- Extracted data -
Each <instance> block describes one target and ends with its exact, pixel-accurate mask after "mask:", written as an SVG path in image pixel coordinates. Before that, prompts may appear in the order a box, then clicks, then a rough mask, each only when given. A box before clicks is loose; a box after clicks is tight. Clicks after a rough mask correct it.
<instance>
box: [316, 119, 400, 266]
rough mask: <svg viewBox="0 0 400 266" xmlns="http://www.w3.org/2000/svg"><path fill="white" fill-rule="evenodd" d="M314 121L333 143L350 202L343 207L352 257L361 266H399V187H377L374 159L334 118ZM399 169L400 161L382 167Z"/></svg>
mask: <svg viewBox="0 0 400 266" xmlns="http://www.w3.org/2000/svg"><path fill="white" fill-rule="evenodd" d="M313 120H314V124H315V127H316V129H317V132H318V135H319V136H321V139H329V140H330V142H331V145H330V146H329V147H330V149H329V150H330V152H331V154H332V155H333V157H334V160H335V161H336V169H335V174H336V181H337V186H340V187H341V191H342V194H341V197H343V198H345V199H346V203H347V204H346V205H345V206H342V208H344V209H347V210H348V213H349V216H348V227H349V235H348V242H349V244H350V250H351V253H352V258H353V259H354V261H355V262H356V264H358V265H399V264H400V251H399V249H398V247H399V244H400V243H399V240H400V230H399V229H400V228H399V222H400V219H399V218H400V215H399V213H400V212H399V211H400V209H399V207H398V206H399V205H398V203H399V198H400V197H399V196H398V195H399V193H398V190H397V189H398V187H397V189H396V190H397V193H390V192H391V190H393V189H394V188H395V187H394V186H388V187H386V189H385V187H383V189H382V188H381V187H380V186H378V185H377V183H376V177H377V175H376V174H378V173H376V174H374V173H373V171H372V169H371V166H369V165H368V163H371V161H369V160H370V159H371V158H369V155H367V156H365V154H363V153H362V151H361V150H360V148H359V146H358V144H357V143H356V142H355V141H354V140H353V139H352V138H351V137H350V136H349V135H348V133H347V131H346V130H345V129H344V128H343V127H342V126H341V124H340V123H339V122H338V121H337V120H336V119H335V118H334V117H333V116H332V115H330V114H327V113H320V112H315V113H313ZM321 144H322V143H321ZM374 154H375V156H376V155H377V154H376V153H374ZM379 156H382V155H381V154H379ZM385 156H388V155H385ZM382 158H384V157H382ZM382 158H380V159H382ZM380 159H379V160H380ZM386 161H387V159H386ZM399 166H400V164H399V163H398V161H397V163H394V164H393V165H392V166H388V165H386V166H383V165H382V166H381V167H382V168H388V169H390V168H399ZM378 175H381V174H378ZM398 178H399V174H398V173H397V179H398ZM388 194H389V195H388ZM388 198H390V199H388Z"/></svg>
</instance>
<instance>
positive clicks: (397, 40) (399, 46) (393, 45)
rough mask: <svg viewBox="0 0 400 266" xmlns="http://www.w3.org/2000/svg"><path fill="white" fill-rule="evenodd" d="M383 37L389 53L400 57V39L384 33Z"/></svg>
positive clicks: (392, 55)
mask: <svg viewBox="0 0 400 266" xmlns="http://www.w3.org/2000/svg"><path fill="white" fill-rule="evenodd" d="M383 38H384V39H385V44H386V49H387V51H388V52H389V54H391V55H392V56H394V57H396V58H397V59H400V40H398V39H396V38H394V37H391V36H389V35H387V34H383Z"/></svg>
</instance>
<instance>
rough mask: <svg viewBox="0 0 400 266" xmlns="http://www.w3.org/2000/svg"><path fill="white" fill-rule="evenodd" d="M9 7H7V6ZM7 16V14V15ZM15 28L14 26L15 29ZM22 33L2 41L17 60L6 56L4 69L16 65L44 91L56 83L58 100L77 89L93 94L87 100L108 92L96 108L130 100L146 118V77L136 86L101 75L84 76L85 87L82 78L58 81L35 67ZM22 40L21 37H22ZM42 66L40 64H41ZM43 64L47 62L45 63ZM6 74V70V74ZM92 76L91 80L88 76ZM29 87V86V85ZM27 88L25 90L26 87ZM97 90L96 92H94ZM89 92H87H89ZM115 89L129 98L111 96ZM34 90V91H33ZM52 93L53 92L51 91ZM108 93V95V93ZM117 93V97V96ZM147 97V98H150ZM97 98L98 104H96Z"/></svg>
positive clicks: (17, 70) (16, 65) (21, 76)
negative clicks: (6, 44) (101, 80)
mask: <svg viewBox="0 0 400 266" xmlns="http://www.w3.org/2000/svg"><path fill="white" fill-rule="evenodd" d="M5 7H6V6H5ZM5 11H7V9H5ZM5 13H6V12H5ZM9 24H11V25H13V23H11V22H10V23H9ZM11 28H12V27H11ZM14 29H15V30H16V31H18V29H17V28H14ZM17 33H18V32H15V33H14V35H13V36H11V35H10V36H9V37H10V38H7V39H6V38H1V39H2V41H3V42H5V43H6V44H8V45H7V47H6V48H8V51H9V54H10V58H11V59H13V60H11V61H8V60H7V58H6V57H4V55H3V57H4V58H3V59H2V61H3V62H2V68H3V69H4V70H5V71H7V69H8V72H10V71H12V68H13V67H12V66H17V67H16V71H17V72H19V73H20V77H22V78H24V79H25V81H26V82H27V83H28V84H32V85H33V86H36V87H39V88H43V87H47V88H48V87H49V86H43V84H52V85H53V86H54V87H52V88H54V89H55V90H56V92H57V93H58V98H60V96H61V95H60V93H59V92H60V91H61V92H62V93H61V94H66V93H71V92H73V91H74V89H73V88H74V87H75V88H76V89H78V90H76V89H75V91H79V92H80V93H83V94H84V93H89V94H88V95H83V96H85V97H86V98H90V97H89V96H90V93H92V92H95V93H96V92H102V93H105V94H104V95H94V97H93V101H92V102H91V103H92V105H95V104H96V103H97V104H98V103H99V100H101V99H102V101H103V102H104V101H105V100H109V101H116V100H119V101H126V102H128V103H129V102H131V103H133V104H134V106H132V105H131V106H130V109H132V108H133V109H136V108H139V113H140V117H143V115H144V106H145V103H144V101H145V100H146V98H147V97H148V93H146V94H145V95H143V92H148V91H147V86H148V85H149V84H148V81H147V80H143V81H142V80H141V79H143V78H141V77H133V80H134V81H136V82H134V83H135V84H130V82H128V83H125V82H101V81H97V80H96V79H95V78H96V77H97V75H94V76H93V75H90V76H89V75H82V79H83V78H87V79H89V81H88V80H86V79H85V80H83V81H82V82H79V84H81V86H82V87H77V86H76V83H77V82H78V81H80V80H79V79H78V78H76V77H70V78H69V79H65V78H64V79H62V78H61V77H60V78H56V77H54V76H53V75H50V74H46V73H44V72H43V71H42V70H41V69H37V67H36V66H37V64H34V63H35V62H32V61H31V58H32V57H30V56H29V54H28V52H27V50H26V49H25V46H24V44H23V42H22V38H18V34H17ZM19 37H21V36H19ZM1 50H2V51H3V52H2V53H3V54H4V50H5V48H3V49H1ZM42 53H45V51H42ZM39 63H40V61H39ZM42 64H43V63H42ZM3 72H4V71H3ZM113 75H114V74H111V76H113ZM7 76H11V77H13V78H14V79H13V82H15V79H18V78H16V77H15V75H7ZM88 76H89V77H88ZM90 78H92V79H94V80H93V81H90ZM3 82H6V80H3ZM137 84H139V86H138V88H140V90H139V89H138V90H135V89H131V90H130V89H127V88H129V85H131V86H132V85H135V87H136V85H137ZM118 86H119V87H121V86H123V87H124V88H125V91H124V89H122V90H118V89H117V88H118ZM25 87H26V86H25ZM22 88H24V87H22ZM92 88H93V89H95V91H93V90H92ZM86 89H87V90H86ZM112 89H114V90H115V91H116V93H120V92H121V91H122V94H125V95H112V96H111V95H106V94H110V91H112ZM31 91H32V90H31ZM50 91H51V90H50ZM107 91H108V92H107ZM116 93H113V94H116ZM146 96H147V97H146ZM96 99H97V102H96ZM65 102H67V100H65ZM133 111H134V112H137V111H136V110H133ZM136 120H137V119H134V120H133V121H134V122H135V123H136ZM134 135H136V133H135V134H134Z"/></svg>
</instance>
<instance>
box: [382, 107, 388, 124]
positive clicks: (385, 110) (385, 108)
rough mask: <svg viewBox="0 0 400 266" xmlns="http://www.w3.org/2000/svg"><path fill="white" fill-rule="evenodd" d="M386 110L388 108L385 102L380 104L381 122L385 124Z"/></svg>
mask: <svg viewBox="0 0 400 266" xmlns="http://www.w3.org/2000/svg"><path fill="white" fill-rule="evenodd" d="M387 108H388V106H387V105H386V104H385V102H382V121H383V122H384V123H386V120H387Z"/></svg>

- Exercise instructions -
The reply should hold only the lines from the top of the records through the line that has "box: [316, 119, 400, 266]", each one exact.

- Written solution -
Each <instance> block describes one target and ends with its exact, pixel-accurate mask after "mask:", written as an SVG path in image pixel coordinates. Before that, prompts may appear in the order a box, then clicks, then a rough mask, each only when given. A box before clicks is loose; a box after clicks is tight. Clicks after a rough mask correct it.
<instance>
box: [316, 119, 400, 266]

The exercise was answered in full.